● **TEXT PROVIDED**
··········

Bobby -- I built my MLT and Electric HLT with bottom drains using the same weldless fitting approach you've described (minus the rigidly attached FB - mine is from Sabco and just floats without any issues, even when stirring). There is approximately 1/4 cup of liquid left in the bottom of each when I'm done. Getting the liquid out of the 8" horizontal pipe nipple is more of a bother for me than mopping up around the locknut.

I apparently lack the technical capacity to attach a picture, so I'll point you to Flickr: DrPaulsen's Photo Stream

For the most relevant images, check out the "Brewing Bench" and "Brewing Bench 3.1" sets. I think this picture, might be the only one to show the locknut: HLT with Bottom Drain
 
You'd be surprised how easy it is to find stainless fittings locally. Do a google maps "search nearby" for industrial supply. There are no less than 5 places within a 25 minute drive of my house that stock threaded stainless fittings and the prices are better than Mcmaster.
 
Bobby, in your first post, with the design schematic, you state "If you do NOT need the false bottom, the nipple, cap and locknut would just be replaced with a 1/2" x 3/8 hex threaded reducing bushing. Done." I've decided to use a braid, since I won't be heating the MLT. Are you saying to connect something like the braid assembly you pictured in your other thread? Or could one just put a small piece of braid over the bushing? Another, related question; is the bottom drain design that much superior to a side drain? I've already done my keggle, and could copy that exactly.

Edit: I've decided to go with the bottom drain, it's already drilled.
 
The only downside to a regular side drain is that if you lose siphon when the liquid is below the ball valve, you can't get the drain restarted. I just don't know of any easy way to have a bottom drain with a braid connected.
 
Think I'll order the 12" FB from Jaybird then. Thanks. !2" inch would be sufficient right? I'm using the BK as a grant to pump from, not recirculating directly from the MLT.
 
Ah, I see that now. I'm guessing the weight of the grist wouldn't hold it tight enough? I do very little stirring at mash-in, and then none during recirculation.

··········

● **GIVEN TASK 1**
Locate every line of the records that contains the word "face" and copy each of those lines. Matching is case-sensitive.
The brewing forum thread and the records have no connection to each other.

● **RECORD EXTRACTS**
··········

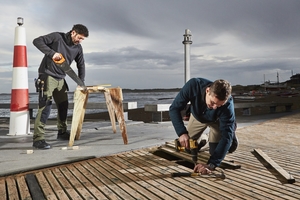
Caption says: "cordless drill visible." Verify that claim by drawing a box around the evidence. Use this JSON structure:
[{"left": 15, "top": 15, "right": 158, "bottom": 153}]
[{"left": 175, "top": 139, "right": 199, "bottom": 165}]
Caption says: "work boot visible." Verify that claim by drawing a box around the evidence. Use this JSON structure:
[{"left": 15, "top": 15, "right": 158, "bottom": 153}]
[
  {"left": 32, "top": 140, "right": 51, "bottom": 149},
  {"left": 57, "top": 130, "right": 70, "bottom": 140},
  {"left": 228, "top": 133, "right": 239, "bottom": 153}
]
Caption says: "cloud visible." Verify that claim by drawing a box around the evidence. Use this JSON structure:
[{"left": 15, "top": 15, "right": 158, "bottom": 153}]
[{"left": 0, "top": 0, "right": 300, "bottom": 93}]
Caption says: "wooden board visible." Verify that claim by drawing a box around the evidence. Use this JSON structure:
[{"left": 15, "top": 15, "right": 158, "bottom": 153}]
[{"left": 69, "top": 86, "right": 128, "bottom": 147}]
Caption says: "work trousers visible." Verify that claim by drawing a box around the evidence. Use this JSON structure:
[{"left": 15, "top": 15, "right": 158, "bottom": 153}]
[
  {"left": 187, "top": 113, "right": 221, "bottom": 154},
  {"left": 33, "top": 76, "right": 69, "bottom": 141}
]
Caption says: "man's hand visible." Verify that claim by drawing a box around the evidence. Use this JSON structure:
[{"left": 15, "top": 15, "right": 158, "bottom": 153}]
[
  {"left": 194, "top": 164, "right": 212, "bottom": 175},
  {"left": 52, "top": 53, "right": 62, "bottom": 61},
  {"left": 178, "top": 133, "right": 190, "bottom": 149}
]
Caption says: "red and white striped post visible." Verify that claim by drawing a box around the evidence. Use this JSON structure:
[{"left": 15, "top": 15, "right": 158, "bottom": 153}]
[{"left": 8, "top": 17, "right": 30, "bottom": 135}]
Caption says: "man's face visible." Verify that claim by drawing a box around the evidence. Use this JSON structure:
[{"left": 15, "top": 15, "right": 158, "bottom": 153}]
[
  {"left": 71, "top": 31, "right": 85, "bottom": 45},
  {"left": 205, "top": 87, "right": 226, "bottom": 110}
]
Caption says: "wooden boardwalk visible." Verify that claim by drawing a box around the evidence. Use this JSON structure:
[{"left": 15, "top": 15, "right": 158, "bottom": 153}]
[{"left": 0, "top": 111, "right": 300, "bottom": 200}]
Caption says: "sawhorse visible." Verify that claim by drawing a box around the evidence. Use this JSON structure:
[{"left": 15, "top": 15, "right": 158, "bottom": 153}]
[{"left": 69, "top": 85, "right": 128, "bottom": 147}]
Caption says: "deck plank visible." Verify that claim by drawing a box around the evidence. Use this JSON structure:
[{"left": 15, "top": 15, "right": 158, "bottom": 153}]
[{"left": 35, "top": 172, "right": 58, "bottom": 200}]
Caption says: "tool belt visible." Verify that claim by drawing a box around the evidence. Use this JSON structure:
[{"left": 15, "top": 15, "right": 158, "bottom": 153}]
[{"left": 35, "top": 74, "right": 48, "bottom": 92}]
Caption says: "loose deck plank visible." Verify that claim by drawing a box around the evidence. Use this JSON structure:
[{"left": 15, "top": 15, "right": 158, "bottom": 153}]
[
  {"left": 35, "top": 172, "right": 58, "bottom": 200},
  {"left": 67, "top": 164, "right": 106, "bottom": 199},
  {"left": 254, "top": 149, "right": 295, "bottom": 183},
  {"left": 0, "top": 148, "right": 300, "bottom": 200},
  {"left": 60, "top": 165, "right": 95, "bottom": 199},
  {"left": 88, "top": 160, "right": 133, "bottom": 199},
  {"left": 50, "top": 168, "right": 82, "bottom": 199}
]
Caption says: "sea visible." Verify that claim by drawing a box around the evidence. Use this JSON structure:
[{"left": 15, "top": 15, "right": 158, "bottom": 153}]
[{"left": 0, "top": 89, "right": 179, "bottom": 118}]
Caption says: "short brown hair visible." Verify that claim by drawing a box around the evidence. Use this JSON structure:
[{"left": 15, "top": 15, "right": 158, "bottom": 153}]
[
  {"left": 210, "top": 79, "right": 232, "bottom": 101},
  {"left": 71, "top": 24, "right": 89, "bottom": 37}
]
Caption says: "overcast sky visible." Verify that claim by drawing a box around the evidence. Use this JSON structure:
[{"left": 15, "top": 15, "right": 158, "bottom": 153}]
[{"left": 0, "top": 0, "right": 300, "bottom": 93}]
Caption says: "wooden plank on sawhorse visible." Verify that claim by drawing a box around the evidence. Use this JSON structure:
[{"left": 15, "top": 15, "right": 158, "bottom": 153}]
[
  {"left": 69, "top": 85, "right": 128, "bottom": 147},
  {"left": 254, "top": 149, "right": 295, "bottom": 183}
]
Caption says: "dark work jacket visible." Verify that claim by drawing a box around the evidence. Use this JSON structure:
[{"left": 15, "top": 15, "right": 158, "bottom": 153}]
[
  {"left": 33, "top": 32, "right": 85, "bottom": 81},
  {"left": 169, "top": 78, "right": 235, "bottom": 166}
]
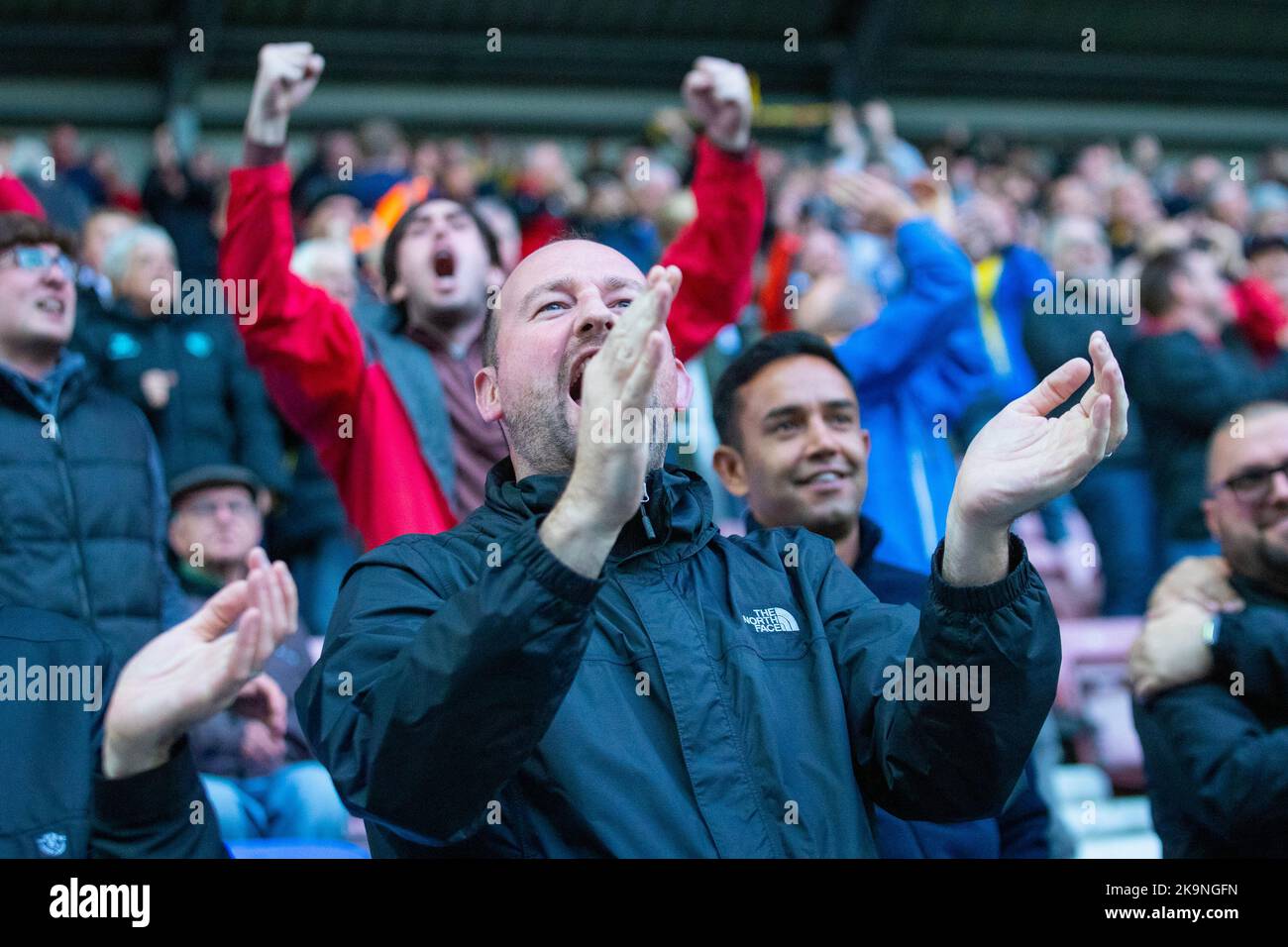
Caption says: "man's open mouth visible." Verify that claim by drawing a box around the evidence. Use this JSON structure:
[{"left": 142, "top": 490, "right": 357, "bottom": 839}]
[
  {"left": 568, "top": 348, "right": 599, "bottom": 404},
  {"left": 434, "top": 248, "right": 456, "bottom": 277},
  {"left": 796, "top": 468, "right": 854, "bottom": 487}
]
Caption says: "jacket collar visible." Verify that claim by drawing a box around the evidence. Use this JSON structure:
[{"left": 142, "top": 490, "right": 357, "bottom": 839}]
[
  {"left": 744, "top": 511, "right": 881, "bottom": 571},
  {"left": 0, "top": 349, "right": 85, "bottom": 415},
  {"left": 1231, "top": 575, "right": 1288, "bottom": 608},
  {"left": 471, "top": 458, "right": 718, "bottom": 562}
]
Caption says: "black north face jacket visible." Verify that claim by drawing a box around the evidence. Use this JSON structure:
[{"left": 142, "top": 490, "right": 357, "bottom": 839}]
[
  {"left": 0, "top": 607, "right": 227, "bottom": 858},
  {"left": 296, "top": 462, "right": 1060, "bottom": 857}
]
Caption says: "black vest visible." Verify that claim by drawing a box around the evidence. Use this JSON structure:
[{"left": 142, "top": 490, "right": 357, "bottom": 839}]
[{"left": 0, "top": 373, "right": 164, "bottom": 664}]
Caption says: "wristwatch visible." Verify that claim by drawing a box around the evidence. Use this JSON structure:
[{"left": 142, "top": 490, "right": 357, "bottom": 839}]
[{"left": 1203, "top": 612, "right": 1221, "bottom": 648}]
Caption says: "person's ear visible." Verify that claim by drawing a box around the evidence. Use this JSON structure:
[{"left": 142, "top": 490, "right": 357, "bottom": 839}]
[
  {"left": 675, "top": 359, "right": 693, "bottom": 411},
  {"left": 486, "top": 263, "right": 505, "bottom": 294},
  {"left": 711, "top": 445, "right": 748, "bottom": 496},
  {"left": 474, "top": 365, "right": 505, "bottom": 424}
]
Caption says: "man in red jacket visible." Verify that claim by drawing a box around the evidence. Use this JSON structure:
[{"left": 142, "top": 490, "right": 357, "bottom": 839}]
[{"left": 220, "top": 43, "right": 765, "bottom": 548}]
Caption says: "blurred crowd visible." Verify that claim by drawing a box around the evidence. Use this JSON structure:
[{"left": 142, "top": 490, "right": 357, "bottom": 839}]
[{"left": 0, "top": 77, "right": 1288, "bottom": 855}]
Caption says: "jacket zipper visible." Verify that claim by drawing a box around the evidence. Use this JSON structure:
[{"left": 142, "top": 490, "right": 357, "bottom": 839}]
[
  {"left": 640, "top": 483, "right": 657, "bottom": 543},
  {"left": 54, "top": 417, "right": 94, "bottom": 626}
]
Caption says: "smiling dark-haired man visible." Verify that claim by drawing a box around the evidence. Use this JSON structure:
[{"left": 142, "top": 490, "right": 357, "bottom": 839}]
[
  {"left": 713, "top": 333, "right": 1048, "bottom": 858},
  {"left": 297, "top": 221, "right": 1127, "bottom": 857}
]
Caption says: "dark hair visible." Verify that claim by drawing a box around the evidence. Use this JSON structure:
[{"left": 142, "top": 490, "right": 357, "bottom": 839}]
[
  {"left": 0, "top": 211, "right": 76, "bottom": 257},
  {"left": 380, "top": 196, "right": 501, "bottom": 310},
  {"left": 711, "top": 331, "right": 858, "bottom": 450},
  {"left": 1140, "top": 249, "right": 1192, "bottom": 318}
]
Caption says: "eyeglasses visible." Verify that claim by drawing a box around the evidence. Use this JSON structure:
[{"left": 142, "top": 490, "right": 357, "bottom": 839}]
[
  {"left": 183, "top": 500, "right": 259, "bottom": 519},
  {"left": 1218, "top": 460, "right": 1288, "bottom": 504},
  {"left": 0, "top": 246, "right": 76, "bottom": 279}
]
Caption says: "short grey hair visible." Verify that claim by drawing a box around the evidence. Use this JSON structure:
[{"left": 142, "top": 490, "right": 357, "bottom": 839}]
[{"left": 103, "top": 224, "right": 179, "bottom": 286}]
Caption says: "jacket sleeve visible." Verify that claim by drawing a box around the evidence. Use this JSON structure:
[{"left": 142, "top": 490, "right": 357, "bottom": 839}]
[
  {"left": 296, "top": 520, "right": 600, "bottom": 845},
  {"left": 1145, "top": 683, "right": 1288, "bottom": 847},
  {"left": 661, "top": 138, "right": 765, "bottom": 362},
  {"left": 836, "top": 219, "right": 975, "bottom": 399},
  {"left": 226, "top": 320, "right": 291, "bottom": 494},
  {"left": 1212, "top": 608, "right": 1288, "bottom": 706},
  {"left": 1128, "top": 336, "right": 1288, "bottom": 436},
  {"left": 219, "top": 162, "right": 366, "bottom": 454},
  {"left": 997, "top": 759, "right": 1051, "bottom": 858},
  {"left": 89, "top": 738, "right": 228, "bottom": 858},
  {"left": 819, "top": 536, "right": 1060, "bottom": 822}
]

··········

● **GIVEN TASK 2**
Write the next part of the brewing forum thread, starting after its final post.

● **RESULT 1**
Caption says: "man's face visible." Verify that claim by drawing a box around the evidence. Use this JSON structure:
Caption says: "black north face jacket visible." Verify that claim by drawing a box around the evidence. Use this JSON structure:

● **RESULT 2**
I wouldn't trust a FB to stay put if you stir at all.

Reelale has asked a few questions in the last couple of days so I thought I would answer 1 here... I used to use the 12" in my bottom drain tippy dump MLT. I did this for years and I stir like a mad man several times in the mash... I haven't ever had my 12" false bottom move on me. You have to really get in there with your paddle and pry like mad to try and move the thing. Even then you are going to have a hard time getting the thing to go anywhere. Lets just say it did move, Where is it gonna go? up the side? aint gonna happen! slide around and not be over your drain? NOPE! can't happen. a 12" only has 1.5" that it can move either way and it is still going to seal on the bottom of the kettle if it even could go anywhere...Like I said I used a 12" for years without ever having the FB fail or move in any way...
I moved up to the 15" hinged version a few years ago and really like the efficiency I gained from it (about 5-7%) and the fact that if I want to direct fire I can (and do from time to time) I also like how fast I can drain without sticking a mash, never stuck one before but I drained a bit slower than I do now. The 12" is a great FB and will last forever and work killer... . Hope that helps.

Cheers
Jay
 
Jay would know better than me since he's actually had a false bottom with no hold down. With that disclaimer, I'd still use something to hold it centered and secure. That's just me and it may be totally irrational.
 
I'm gonna try the 13" (I didn't even know they existed until Jay told me) size alone. If it doesn't work, I can always drill a hole and use Bobby's design. I'm thinking that with the thin mash of a no-sparge, and the minimal stirrring, it should work. Thanks everyone for your input.
 
I'm planning a 2 vessel electric brewery, and I like the idea of bottom drain keggles for the MLT and the BK. I would like the BK drain to be "filtered" to a finer degree than a FB normally could accomplish on it's own.

I was wondering if placing a splatter screen below a FB in a electric BK would be a practical solution for capturing hot break, and possibly pellet hops.
 
I'm planning a 2 vessel electric brewery, and I like the idea of bottom drain keggles for the MLT and the BK. I would like the BK drain to be "filtered" to a finer degree than a FB normally could accomplish on it's own.

I was wondering if placing a splatter screen below a FB in a electric BK would be a practical solution for capturing hot break, and possibly pellet hops.

I've been toying with this idea for a while. I like the idea of a bottom drain for the BK but then you don't get to whirlpool, and pellet hops could cause a big problem. If you use whole hops it wouldn't be too bad but then you have to try and filter out the hot break. If you give that splatter screen a shot please let me know how it works out.
 
Searching this forum amazes me sometimes. Is there anything someone else hasn't thought of?

I am wanting to use this setup on 2 electric keggles but the one issue I am having seems to be one others have brought up. The standard false bottom openings are to large to filter out the pellet hops and other debris.

I was playing with the idea of attaching a layer of the stainless mesh to a standard false bottom with stainless wire.

Thoughts, improvements, objections.....?
 
Searching this forum amazes me sometimes. Is there anything someone else hasn't thought of?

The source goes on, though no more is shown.